■ Task to complete ■
Pictures excluded, copy all of the data below exactly.

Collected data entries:
+ + + + +
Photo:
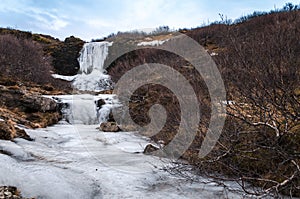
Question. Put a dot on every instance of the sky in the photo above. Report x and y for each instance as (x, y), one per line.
(93, 19)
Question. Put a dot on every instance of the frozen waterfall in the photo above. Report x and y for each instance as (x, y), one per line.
(92, 75)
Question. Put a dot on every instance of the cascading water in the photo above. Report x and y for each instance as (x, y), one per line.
(83, 109)
(92, 75)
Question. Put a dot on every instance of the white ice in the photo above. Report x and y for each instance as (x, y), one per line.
(152, 43)
(79, 161)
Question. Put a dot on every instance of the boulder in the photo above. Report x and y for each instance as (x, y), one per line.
(8, 131)
(10, 192)
(150, 148)
(100, 103)
(39, 103)
(109, 127)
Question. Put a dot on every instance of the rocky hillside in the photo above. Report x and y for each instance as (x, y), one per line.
(258, 57)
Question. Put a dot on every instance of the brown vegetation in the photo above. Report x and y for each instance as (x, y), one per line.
(259, 60)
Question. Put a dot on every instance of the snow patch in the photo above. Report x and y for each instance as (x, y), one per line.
(63, 77)
(152, 43)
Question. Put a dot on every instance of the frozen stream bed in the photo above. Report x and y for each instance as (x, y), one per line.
(79, 161)
(58, 164)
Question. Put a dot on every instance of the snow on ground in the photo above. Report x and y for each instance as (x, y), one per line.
(78, 161)
(63, 77)
(152, 43)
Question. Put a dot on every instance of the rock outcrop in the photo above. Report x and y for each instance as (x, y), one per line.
(25, 106)
(150, 148)
(109, 127)
(8, 192)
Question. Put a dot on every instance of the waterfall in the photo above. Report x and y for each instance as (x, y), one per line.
(85, 109)
(91, 76)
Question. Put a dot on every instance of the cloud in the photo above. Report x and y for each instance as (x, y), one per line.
(48, 19)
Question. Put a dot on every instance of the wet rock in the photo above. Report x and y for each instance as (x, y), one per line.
(150, 148)
(109, 127)
(8, 131)
(100, 103)
(111, 117)
(8, 192)
(39, 103)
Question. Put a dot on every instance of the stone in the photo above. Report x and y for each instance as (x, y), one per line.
(100, 103)
(39, 103)
(109, 127)
(8, 131)
(150, 148)
(9, 192)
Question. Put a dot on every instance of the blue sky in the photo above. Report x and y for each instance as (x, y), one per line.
(89, 19)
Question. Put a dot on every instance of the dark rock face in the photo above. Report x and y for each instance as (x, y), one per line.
(109, 127)
(65, 56)
(7, 192)
(150, 148)
(22, 106)
(8, 131)
(39, 103)
(100, 103)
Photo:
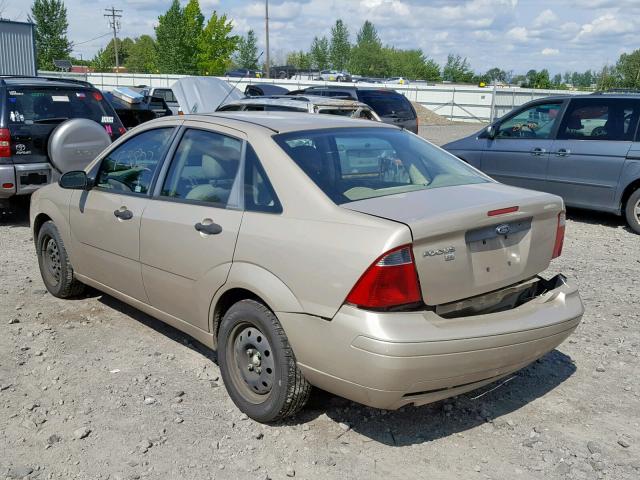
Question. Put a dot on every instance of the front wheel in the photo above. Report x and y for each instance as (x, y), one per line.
(257, 364)
(55, 268)
(632, 211)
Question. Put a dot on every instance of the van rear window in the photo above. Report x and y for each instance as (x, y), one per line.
(386, 103)
(33, 105)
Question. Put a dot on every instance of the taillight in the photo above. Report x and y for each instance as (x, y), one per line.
(390, 281)
(5, 143)
(557, 248)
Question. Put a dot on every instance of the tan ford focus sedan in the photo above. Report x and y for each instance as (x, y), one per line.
(314, 250)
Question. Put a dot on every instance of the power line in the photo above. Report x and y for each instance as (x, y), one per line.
(75, 44)
(114, 16)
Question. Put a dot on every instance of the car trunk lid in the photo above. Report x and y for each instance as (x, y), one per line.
(460, 249)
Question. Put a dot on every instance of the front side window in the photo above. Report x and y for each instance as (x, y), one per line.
(351, 164)
(131, 167)
(533, 122)
(204, 169)
(603, 119)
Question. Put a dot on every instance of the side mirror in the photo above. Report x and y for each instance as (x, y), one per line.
(74, 180)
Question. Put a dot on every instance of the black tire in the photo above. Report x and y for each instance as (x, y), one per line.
(55, 268)
(632, 211)
(283, 391)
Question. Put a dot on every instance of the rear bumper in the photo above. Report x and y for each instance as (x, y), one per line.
(24, 178)
(387, 360)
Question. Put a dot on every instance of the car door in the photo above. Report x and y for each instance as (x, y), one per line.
(589, 153)
(105, 221)
(190, 227)
(519, 153)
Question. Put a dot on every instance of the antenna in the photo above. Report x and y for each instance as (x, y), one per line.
(114, 16)
(239, 80)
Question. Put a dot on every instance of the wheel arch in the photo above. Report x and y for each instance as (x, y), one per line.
(628, 191)
(249, 281)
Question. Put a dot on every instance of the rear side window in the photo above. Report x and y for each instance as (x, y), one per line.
(259, 195)
(41, 105)
(204, 169)
(131, 167)
(350, 164)
(601, 119)
(387, 103)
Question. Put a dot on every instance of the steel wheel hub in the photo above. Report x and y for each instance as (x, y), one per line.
(254, 360)
(52, 259)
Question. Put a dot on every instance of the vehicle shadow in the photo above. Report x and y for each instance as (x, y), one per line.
(593, 217)
(16, 216)
(414, 425)
(409, 425)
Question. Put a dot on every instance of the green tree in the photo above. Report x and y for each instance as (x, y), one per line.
(300, 60)
(169, 32)
(320, 53)
(142, 56)
(193, 25)
(457, 69)
(216, 45)
(247, 55)
(339, 46)
(50, 18)
(411, 64)
(102, 61)
(366, 56)
(627, 70)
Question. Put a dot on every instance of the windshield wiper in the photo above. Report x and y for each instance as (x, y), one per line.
(51, 120)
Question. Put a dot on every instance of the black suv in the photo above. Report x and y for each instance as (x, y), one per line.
(31, 108)
(391, 106)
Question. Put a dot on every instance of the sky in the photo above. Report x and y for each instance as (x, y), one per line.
(515, 35)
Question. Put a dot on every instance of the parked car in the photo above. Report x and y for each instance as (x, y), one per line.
(398, 80)
(314, 250)
(163, 93)
(305, 104)
(584, 148)
(391, 106)
(34, 116)
(203, 94)
(334, 76)
(264, 89)
(243, 73)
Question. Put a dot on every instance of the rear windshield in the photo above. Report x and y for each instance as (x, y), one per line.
(32, 105)
(351, 164)
(387, 104)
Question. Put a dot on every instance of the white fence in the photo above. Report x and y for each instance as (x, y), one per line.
(455, 102)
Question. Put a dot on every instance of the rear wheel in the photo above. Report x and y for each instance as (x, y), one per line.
(257, 364)
(55, 268)
(632, 211)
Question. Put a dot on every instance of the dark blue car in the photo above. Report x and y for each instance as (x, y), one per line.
(584, 148)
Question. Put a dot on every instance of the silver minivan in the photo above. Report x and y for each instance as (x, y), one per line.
(584, 148)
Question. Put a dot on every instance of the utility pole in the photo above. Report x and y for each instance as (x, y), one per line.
(266, 25)
(114, 15)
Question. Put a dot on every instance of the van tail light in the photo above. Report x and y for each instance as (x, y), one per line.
(557, 248)
(391, 281)
(5, 143)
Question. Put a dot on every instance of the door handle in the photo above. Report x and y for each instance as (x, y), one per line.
(538, 151)
(208, 228)
(123, 214)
+ + + + +
■ Reply to the task ■
Photo:
Question. Put a dot on every instance of the sky in the photo above. Report x and y for each instance as (x, y), one per line.
(93, 19)
Question. Put a dot on every instance of the frozen waterfall in the photo above. Report x and y for each instance as (x, y), one per line.
(92, 75)
Question. Put a dot on every instance of the cascading water in the photo above. Report x and y for each instance as (x, y), one per line.
(83, 109)
(92, 75)
Question. Put a dot on every instance of the white ice in the photo above. Report x and y for each instance as (x, y), one per line.
(152, 43)
(79, 161)
Question. Put a dot on every instance of the boulder in the photo above. Report x and y for each instance as (x, y), one per line.
(8, 131)
(10, 192)
(150, 148)
(100, 103)
(39, 103)
(109, 127)
Question. Put a dot on every instance of the rocky hillside in the photo above. Report x and y for each instance as (x, y), one per line.
(258, 57)
Question. Put a dot on every instance of the brown vegetation in the photo above. Report x and y for each instance as (x, y), one per line.
(259, 60)
Question. Put a dot on every instance of the snow patch in the photo above. Report x and y for each instance as (x, y), one per line.
(63, 77)
(152, 43)
Question. Put a dot on every instance of the frozen stream bed in the photo above. Report x and y for each instance as (x, y), one per line.
(79, 161)
(58, 164)
Question. Put a dot on every instance of the snow on ground in the photo above. Report x and y for each instance as (x, y), one per line.
(78, 161)
(63, 77)
(152, 43)
Question. Put a dot on every instance of the rock outcrop in the photo above. Report x and y for each instance as (x, y), one per line.
(25, 106)
(150, 148)
(109, 127)
(8, 192)
Question. Put a dot on every instance of the waterfall in the photo above. Report x and y for each instance as (x, y), one per line.
(85, 109)
(91, 76)
Question. Put a dot on every instance of the cloud in the photo above. Report x and y for each instance as (x, y), one per line.
(48, 19)
Question. Put a dot on every instance of the wet rock in the photo above. Report x and y for each instance as (x, y), one per line.
(150, 148)
(109, 127)
(8, 131)
(100, 103)
(111, 117)
(8, 192)
(39, 103)
Question. Put a dot on every instance of the stone in the photo above. Report x and y for each instance as (x, y), one per line.
(100, 103)
(39, 103)
(109, 127)
(8, 131)
(150, 148)
(9, 192)
Question. Put a dot on every instance of the blue sky in the photo above. Report x and y for each instance as (x, y), one per line.
(89, 19)
Question. Put a dot on every instance of the dark rock face in the photo above. Report x and y for each instance as (x, y), one per line.
(109, 127)
(65, 56)
(7, 192)
(150, 148)
(22, 106)
(8, 131)
(39, 103)
(100, 103)
Photo:
Question. Put a dot on every instance of the front wheel in the photo above. Report x and y for each instance as (x, y), one per line.
(257, 364)
(55, 268)
(632, 211)
Question. Put a dot on every instance of the van rear window in the photo above. Report x and y for each instance as (x, y), one per line.
(386, 103)
(33, 105)
Question. Put a dot on every instance of the taillight in the photo above. Report x and y for each instance as (x, y), one per line.
(390, 281)
(5, 143)
(557, 248)
Question. Put a dot on every instance of the tan ford focus sedan in the photo above. Report x and y for each instance as (x, y), one per line.
(314, 250)
Question. Put a dot on every instance of the power line in the photo above. Report x and y for each instance as (x, y), one per line.
(75, 44)
(114, 16)
Question. Put a dot on every instance of the car trunk lid in the photo above. Report x and y for each instance as (x, y), one per line.
(460, 249)
Question. Put a dot on every instance of the front side window in the photo above. Report x and y for each instance as (x, y), one per line.
(351, 164)
(131, 167)
(533, 122)
(204, 169)
(603, 119)
Question. Put a dot on every instance of the side mirror in the photo above. Report x and y for each instance as (x, y), one per line.
(74, 180)
Question. Put a dot on every instance of the black tire in the photo above. Report x and y for each instance as (x, y), one per line.
(55, 268)
(632, 211)
(283, 391)
Question. Put a dot on every instance of the rear bumper in the photo above. Report x and y for each instance as (x, y), one per line.
(24, 178)
(387, 360)
Question. Put a dot on every instance of the car door in the photo above. Report x and y for each instance as (x, y), one per line.
(589, 153)
(105, 221)
(190, 227)
(519, 153)
Question. Put a dot on every instance of the antenna in the photo above. Report x and y for each instance as (x, y), one per line.
(114, 16)
(239, 80)
Question. Put a dot on every instance of the wheel arch in the photo above. Report x and y for each instance as (x, y), one per line.
(628, 191)
(249, 281)
Question. Put a dot on every instance of the rear side window in the photo above. Report x and y for each instance as (x, y), one per line.
(259, 195)
(41, 105)
(204, 169)
(131, 167)
(350, 164)
(601, 119)
(387, 103)
Question. Put a dot on every instance of the steel wheel hub in the photo above. Report x and y for each instance as (x, y), one per line.
(254, 360)
(52, 259)
Question. Put a dot on every instance of the vehicle shadow in the photo above. Report x and y for each instance as (x, y), one per line.
(593, 217)
(16, 216)
(414, 425)
(409, 425)
Question. Put a dot on every instance of the green tree in the photo above. Report x and y for each instance as (x, y), one per line.
(300, 60)
(169, 32)
(320, 53)
(142, 56)
(193, 25)
(457, 69)
(216, 45)
(247, 55)
(339, 46)
(50, 18)
(411, 64)
(102, 61)
(366, 56)
(627, 70)
Question. Put a dot on every instance of the windshield wiper in the photo above. Report x and y for each instance as (x, y), one per line.
(51, 120)
Question. Put a dot on every instance of the black suv in the photo above. Report x and y for each instance as (x, y), one per line.
(31, 108)
(391, 106)
Question. Put a dot on every instance of the sky in the photo above. Report x and y for each instance as (x, y), one per line.
(515, 35)
Question. Put a dot on every instance of the parked car in the photo above. Report x and y for each instance as (x, y), one per line.
(398, 80)
(314, 250)
(163, 93)
(305, 104)
(584, 148)
(391, 106)
(34, 116)
(203, 94)
(334, 76)
(264, 89)
(243, 73)
Question. Put a dot on every instance of the rear windshield in the photo above. Report x and y for each instance as (x, y), one per line.
(32, 105)
(351, 164)
(387, 104)
Question. Put a dot on every instance of the white fence in the photo above. Report x and y for each instance as (x, y), one per line.
(455, 102)
Question. Put a dot on every instance of the rear wheel in the photo above. Report x and y for each instance as (x, y), one per line.
(257, 364)
(55, 268)
(632, 211)
Question. Put a dot on every instance of the dark blue car in the photo above. Report x and y for each instance as (x, y), one per line.
(584, 148)
Question. Put a dot on every instance of the silver minivan in the photo above. Report x and y for each instance as (x, y), one per line.
(584, 148)
Question. Put a dot on every instance of the utility pole in the photo above. Report x and y for each instance as (x, y), one per line.
(266, 25)
(114, 15)
Question. Put a dot on every instance of the van tail light in the photo above. Report x and y for each instance as (x, y), one per line.
(557, 248)
(391, 281)
(5, 143)
Question. Put a dot on every instance of the door handle in the photo above. Report x and y for each instance as (x, y), one per line.
(538, 151)
(208, 228)
(123, 214)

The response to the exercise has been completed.